### EXERCISE BRIEF
Restate the entries word for word, leaving nothing out.

== INPUT

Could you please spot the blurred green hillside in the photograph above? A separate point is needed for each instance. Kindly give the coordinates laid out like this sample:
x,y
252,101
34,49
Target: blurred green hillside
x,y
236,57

====

### RESULT
Could you please spot the blurred green hillside in the photograph above? A separate point is needed for each instance. Kindly give the coordinates laid out like this sample:
x,y
252,101
34,49
Target: blurred green hillside
x,y
236,57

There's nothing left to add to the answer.